LISTA DE TAREAS:
A. Responde estas preguntas sobre el pasaje de la primera novela:
(i) ¿A cuántas palabras pidió Bradbury que se ampliara el relato?
(ii) ¿En qué fecha telefoneó Bradbury para decir que aceptaba publicar la novela?
(iii) ¿Qué sección de las revistas de ciencia ficción anima a enviar cartas?
B. Prosigue el pasaje de la primera novela y las cartas de los lectores a partir de su última oración.
---------- PASAJE SELECCIONADO
Walter I. Bradbury, el director de Doubleday a cargo de la nueva colección, vio que el relato prometía y me pidió que lo ampliara a 70.000 palabras. Después, me dio un cheque de setecientos cincuenta dólares, la primera vez en mi vida que me pagaban por una obra que todavía no había escrito, con la promesa de que me daría más cuando estuviera terminada.

Me puse a trabajar a la velocidad del rayo y el 29 de mayo de 1949 Bradbury me telefoneó para decirme que aceptaba publicar la novela que más tarde llamé
Un guijarro en el cielo
.

Había vendido mi primera novela, lo que supuso un gran avance en mi carrera literaria (aunque en ese momento no me di cuenta). El único problema era que, de repente, me enfrentaba a un
embarras de richesse
. No sólo había dado un paso literario, también tenía un trabajo.

Permítaseme explicar cómo ocurrió.

51. Por fin un nuevo trabajo

Supongo que cualquier escritor, incluso si su producción es muy escasa, debe recibir de vez en cuando alguna carta de un lector.

Sospecho que los escritores de ciencia ficción son bombardeados especialmente por esas cartas. Por un lado, creo que los lectores de ciencia ficción se expresan mejor y son más obstinados que el resto. Por otro, la sección de "cartas al director" de las revistas de ciencia ficción anima a enviar estas misivas.

Me encantaban las cartas de mis admiradores e intentaba contestarlas todas. A medida que aumentaba su número, junto con el de mis obligaciones, llegó un momento en que tuve que volverme selectivo, algo que siempre me ha molestado. No puedo evitar sentir que cualquiera que se toma la molestia de escribirme merece una respuesta, pero el tiempo y las fuerzas son limitadas, por desgracia.
--------------------
---------- MATERIAL DE ORIGEN
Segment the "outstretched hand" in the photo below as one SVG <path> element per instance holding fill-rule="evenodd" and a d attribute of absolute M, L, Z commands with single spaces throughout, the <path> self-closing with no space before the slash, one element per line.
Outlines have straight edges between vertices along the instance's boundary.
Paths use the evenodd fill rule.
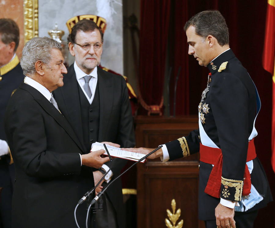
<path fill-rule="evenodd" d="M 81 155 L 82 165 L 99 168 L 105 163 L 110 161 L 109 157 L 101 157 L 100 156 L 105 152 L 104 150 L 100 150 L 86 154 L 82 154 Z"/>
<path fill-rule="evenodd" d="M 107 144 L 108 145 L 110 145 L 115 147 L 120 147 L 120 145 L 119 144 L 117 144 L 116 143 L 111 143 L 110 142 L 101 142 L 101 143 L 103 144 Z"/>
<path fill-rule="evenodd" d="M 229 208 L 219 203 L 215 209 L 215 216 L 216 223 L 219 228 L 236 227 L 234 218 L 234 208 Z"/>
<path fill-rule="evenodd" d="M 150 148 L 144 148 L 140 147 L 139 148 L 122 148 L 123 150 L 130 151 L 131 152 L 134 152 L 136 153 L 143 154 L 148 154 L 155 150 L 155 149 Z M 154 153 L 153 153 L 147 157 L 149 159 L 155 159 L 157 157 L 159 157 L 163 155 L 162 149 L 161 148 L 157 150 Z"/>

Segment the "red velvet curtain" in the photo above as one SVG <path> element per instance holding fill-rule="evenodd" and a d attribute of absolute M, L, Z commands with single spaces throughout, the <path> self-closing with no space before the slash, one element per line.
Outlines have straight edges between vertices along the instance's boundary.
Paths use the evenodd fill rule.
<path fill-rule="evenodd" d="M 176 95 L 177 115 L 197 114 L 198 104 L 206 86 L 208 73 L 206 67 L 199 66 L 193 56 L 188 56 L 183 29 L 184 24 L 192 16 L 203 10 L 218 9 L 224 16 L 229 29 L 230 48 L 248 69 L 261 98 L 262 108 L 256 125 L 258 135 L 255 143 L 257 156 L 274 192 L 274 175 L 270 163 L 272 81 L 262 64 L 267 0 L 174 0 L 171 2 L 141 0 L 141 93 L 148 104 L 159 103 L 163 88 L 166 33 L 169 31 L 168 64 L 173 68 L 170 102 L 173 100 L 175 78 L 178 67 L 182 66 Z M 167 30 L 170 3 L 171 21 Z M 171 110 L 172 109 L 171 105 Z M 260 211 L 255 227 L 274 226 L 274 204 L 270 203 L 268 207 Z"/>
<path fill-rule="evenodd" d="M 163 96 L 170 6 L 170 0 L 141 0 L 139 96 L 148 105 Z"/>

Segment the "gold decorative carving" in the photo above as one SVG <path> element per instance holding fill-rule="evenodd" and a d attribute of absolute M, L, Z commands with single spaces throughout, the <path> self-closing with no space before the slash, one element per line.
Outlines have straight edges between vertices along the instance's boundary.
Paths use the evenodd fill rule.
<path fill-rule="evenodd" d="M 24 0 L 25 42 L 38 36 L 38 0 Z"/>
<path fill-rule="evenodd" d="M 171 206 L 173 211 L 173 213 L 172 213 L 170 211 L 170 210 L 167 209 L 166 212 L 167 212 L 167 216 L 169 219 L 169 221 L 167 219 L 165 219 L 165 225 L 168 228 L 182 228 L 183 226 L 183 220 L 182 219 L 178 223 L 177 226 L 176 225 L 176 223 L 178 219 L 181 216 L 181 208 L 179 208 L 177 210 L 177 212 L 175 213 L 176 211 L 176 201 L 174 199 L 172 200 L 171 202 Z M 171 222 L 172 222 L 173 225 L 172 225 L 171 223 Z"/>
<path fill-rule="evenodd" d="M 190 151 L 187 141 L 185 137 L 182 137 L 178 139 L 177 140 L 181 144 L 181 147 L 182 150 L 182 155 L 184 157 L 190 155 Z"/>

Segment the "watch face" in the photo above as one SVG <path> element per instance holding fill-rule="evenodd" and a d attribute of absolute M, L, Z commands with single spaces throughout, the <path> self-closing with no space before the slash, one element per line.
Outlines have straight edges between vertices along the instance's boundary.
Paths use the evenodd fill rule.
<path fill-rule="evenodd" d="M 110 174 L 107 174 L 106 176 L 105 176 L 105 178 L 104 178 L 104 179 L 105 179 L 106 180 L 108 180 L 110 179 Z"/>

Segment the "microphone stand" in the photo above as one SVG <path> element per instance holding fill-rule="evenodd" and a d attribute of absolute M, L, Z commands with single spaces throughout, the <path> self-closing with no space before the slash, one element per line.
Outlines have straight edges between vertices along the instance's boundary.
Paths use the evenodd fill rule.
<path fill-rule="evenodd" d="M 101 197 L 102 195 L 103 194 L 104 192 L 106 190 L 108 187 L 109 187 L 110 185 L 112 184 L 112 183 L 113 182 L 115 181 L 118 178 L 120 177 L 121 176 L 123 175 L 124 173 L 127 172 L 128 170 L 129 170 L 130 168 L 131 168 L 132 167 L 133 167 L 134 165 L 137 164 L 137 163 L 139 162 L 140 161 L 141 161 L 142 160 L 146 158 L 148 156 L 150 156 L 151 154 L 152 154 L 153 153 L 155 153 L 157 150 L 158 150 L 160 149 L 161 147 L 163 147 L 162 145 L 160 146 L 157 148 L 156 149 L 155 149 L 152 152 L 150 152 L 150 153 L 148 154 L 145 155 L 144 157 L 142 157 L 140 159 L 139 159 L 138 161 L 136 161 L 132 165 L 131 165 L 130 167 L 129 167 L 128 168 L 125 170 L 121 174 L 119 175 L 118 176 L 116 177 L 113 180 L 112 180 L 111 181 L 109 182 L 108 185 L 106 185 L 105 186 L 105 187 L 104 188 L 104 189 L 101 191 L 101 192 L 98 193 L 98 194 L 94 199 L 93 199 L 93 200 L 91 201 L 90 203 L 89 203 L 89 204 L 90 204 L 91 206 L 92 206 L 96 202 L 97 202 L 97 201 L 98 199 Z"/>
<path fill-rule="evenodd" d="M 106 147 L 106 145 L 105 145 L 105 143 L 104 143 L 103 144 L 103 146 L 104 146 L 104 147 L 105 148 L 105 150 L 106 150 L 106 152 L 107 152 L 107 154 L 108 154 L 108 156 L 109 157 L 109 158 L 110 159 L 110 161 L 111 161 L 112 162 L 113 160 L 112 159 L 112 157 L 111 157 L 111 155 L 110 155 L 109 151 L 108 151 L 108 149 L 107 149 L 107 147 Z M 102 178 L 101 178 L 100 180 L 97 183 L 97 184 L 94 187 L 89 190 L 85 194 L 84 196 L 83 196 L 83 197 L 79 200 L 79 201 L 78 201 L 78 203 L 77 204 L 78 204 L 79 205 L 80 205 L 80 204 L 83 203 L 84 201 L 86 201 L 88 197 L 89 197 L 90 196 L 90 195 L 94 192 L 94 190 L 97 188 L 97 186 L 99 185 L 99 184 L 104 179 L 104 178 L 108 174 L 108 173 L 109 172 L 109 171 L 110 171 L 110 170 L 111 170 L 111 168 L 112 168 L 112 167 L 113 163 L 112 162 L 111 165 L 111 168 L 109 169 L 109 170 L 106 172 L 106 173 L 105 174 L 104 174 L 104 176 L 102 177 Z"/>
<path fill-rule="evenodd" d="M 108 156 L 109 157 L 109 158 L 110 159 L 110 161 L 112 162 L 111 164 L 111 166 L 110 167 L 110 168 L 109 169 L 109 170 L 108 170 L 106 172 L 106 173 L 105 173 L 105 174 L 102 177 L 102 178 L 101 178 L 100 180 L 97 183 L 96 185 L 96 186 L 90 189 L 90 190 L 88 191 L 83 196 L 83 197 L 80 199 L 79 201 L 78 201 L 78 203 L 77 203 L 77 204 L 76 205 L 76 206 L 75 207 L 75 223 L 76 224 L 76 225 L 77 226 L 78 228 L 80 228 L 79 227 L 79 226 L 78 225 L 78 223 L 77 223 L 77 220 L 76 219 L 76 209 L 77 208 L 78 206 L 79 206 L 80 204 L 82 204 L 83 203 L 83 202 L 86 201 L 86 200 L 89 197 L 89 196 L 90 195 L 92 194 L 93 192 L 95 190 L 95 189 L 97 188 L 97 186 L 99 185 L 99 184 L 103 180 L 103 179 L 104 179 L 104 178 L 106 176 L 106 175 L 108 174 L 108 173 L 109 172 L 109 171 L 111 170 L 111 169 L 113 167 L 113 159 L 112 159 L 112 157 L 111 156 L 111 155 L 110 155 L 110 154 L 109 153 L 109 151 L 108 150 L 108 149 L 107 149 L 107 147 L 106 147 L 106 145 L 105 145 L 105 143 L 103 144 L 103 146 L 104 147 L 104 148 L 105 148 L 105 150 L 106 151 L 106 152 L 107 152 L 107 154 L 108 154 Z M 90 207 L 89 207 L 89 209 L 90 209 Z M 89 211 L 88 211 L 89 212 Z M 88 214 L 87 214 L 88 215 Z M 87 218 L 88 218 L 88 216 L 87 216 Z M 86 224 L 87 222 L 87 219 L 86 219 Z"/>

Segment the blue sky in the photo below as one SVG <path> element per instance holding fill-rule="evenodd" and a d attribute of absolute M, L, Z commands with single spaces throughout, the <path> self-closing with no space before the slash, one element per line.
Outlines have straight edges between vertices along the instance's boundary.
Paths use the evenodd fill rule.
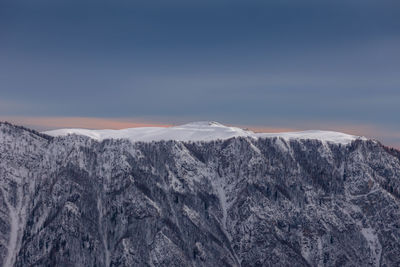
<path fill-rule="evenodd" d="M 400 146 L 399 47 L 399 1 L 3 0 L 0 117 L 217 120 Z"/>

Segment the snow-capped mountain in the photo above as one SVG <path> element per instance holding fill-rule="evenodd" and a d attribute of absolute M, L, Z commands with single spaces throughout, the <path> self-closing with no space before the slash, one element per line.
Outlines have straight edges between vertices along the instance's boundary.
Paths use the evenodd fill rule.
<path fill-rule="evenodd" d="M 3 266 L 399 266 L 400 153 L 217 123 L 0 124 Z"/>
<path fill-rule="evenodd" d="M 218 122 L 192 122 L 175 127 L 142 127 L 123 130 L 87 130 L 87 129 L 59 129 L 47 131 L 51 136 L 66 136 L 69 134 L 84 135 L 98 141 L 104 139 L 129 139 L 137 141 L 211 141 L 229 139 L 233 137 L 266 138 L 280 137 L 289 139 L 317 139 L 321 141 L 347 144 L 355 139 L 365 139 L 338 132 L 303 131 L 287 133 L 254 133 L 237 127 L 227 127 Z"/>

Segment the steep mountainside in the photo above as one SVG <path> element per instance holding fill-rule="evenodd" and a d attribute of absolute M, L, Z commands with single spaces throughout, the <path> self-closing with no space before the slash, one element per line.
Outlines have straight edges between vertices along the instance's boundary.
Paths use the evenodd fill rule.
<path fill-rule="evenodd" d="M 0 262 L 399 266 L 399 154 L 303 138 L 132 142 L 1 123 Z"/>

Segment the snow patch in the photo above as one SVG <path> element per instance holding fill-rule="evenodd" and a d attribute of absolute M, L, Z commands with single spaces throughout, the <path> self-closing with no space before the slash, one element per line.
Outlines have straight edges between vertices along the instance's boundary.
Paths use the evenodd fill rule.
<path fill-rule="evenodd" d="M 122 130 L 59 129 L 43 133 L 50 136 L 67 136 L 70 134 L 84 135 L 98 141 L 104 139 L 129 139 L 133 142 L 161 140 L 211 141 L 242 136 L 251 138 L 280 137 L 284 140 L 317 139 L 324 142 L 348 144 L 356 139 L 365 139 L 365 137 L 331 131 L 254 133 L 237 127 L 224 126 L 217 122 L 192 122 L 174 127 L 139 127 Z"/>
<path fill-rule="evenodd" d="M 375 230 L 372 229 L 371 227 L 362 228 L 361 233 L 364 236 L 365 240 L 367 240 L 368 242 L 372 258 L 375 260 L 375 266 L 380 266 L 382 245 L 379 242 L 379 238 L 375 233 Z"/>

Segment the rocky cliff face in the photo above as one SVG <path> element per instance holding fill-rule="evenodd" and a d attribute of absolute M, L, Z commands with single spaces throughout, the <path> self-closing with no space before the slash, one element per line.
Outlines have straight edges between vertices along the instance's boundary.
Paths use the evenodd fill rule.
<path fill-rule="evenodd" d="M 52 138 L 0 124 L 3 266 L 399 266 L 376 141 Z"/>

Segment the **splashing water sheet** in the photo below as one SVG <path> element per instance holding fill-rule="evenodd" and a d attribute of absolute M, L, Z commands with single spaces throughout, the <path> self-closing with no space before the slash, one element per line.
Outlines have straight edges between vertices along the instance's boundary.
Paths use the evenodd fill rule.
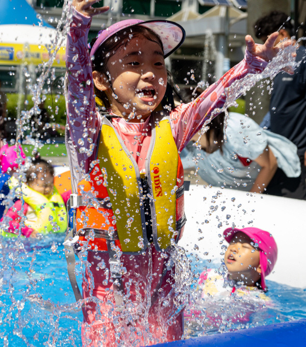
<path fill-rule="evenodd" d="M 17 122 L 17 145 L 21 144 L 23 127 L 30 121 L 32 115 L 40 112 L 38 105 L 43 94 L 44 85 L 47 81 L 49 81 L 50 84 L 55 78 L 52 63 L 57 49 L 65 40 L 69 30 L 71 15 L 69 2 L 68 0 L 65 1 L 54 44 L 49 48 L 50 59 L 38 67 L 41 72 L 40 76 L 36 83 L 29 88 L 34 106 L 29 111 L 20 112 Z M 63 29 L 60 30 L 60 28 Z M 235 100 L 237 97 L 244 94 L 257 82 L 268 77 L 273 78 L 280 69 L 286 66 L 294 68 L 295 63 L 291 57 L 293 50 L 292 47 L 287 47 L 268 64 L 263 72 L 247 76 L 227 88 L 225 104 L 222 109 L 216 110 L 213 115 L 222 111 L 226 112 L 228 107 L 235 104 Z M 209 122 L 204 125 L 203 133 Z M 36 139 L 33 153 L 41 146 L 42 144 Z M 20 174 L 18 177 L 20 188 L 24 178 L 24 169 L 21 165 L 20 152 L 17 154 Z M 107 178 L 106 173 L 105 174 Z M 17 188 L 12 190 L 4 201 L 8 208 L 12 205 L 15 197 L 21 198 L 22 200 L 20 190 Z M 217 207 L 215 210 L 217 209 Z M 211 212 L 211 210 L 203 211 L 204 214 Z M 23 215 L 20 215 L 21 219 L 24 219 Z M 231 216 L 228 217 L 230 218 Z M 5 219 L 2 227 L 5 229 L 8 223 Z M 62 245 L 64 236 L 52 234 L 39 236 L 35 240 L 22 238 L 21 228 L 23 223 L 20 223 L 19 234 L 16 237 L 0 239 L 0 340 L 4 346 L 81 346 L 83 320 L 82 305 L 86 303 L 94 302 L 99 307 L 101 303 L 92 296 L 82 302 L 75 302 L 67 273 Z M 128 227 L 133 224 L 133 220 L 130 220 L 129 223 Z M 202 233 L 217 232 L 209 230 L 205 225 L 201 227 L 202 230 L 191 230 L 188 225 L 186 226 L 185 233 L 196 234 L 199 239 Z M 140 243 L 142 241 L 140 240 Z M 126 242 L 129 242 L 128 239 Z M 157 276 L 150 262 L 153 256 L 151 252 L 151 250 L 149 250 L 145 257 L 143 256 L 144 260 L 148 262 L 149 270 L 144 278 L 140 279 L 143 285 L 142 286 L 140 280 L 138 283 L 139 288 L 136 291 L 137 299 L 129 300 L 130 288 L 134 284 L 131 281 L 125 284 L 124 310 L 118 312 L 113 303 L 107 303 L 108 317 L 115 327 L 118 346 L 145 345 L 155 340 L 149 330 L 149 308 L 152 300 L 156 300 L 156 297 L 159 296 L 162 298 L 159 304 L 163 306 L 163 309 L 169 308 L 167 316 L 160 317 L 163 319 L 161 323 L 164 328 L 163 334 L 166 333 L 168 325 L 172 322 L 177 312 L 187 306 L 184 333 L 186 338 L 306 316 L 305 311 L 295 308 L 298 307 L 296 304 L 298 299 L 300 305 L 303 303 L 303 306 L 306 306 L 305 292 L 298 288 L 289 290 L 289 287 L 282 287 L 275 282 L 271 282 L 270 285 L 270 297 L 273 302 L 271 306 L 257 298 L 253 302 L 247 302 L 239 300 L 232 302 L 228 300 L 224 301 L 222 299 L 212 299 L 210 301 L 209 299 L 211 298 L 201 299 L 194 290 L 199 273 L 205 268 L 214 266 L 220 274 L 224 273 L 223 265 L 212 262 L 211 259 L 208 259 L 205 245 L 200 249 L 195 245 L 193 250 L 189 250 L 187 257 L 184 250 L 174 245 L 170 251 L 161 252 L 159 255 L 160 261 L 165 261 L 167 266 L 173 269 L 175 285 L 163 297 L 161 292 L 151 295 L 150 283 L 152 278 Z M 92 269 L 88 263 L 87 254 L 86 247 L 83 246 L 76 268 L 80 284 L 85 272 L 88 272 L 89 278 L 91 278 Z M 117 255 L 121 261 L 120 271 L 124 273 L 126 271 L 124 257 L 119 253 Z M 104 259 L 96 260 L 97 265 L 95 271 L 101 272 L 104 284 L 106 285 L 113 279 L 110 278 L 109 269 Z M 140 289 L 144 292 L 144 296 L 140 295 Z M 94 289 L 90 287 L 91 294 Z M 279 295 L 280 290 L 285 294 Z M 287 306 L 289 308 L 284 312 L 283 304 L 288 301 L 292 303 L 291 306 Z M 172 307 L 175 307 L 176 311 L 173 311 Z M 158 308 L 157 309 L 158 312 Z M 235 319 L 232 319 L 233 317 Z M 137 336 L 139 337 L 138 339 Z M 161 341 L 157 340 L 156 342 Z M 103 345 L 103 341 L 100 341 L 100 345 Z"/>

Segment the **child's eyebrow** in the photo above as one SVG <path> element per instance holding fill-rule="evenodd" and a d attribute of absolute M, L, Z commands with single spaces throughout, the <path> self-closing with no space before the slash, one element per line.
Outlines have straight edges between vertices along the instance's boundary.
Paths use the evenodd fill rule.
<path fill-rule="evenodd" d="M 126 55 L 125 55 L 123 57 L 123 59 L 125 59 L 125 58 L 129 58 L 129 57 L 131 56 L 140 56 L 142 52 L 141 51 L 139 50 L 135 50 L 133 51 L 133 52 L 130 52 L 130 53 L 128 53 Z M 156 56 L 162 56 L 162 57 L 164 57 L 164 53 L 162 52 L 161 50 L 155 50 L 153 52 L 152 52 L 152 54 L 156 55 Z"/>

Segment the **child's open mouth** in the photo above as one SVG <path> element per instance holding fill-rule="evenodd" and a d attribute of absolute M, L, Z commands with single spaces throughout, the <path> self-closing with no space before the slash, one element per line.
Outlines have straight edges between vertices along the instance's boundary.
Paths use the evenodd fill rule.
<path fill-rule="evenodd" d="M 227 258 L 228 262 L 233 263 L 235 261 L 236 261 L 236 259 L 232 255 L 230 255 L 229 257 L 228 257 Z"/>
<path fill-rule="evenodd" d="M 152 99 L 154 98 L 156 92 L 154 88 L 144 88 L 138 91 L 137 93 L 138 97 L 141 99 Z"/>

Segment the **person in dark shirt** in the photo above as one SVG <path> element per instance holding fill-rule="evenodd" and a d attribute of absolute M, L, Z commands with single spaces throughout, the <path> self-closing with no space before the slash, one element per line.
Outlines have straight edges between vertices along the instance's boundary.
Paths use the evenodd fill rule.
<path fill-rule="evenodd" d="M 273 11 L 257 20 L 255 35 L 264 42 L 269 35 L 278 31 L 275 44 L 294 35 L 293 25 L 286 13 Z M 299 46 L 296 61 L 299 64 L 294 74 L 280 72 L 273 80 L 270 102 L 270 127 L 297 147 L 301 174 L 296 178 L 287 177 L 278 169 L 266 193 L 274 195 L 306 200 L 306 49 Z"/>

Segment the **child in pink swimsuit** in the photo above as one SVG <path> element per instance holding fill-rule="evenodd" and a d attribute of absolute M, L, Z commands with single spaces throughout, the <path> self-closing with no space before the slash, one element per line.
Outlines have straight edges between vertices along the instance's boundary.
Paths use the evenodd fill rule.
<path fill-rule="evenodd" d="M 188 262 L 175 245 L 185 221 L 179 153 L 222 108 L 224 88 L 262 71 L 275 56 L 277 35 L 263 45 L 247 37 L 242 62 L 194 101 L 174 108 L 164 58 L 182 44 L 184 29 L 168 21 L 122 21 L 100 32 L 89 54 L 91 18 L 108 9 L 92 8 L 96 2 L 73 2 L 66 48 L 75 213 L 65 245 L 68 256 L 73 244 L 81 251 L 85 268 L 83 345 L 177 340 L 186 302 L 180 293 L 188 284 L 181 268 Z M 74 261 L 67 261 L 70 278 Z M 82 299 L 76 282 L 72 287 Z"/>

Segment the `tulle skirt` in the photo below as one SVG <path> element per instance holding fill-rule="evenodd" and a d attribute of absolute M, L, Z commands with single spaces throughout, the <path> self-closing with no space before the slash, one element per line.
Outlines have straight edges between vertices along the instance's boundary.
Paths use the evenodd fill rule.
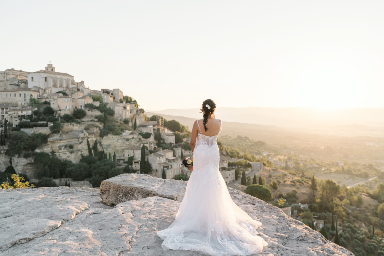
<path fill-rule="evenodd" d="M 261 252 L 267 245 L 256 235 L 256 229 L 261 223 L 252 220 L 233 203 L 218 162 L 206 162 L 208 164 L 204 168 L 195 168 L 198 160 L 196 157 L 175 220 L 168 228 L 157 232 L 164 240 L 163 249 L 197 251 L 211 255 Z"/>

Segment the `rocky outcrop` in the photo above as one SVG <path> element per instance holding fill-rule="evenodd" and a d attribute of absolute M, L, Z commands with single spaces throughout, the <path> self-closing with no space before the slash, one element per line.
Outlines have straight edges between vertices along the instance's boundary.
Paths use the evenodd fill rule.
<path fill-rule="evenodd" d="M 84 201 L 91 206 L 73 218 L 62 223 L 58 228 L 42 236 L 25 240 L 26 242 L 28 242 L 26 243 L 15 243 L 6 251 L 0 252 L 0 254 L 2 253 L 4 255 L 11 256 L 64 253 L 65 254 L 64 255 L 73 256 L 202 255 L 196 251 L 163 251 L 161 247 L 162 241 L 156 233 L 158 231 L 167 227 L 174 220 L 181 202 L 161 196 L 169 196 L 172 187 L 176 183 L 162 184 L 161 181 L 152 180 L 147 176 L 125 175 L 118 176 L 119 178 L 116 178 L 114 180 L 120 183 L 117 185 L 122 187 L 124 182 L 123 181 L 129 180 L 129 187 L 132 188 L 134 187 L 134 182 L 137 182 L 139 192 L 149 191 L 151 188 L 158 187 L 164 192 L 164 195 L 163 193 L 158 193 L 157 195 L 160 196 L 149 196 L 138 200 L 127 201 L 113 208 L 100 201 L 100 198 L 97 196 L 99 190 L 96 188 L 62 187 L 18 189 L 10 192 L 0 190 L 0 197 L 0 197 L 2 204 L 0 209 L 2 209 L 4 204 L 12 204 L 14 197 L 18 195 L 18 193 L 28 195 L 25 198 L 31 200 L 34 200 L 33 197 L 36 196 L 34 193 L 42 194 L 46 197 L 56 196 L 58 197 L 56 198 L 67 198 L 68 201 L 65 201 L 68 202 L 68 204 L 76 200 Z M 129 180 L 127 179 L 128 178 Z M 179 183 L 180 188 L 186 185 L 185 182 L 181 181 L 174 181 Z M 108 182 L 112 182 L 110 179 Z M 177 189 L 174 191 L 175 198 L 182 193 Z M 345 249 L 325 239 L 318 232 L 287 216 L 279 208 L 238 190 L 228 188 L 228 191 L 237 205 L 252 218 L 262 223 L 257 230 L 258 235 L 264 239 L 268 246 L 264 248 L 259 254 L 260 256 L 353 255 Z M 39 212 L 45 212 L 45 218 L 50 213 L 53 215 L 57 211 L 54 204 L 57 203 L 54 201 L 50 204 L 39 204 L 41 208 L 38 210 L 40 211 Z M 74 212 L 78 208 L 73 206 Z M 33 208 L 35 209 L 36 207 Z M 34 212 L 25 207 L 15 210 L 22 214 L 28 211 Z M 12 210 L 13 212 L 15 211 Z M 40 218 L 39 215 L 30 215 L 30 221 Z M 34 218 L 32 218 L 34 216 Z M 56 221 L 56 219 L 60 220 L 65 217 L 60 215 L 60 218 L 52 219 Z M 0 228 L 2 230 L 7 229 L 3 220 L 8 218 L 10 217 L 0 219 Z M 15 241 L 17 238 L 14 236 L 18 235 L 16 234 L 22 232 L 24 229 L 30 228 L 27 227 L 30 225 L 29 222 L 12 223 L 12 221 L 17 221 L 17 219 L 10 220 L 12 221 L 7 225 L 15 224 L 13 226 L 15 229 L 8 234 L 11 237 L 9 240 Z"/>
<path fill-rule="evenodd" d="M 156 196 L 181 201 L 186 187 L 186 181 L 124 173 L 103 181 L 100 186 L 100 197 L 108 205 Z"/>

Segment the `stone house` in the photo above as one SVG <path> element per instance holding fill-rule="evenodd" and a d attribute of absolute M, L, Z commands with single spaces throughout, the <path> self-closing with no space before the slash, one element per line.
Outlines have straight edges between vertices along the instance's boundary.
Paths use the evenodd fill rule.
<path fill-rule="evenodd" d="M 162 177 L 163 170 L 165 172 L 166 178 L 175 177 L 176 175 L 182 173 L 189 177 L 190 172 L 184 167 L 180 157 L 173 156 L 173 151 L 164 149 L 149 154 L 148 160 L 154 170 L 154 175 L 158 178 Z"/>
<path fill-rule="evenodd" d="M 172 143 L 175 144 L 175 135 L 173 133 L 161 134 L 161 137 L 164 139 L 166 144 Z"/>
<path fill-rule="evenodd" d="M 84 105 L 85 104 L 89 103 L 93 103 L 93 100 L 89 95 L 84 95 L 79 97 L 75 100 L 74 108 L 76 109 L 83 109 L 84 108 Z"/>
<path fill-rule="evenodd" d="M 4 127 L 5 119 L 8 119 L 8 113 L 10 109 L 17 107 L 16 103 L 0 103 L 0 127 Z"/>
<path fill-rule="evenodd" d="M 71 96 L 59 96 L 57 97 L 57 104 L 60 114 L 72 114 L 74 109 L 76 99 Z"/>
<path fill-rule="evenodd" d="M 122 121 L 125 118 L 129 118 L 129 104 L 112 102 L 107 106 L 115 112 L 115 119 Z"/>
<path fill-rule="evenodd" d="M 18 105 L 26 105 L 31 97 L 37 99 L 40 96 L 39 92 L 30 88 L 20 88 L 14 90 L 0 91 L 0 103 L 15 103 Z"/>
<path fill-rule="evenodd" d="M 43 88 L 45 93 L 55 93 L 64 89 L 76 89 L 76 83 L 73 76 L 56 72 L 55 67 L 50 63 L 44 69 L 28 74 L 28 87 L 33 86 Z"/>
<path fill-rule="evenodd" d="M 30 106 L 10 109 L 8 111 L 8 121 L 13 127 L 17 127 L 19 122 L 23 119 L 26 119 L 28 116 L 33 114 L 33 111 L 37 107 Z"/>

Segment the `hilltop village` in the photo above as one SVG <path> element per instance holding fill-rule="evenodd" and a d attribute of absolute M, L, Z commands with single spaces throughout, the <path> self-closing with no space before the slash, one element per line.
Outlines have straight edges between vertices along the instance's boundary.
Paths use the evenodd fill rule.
--------------------
RESPUESTAS NUMERADAS:
A.
(i) A 70.000 palabras.
(ii) El 29 de mayo de 1949.
(iii) La sección de "cartas al director".

B.
No sólo eran cartas de jóvenes entusiastas. Algunas de ellas procedían de miembros importantes de nuestra sociedad. Así, durante mis años de doctorado y posdoctorado recibí varias cartas de William C. Boyd, un profesor de química inmunológica de la Facultad de Medicina de la Universidad de Boston. Le había impresionado mucho mi relato
Nightfall
y desde entonces era uno de mis admiradores.

Me quedé atónito. La correspondencia entre los dos aumentó y cuando de vez en cuando venía a Nueva York, aprovechaba la oportunidad para pasar un rato conmigo.

Naturalmente, a lo largo de nuestra amistad, le hablé de mis problemas de trabajo y me escribió para decirme que había una vacante en el Departamento de Bioquímica de su facultad en Boston y que si quería estaba dispuesto a recomendarme para el trabajo.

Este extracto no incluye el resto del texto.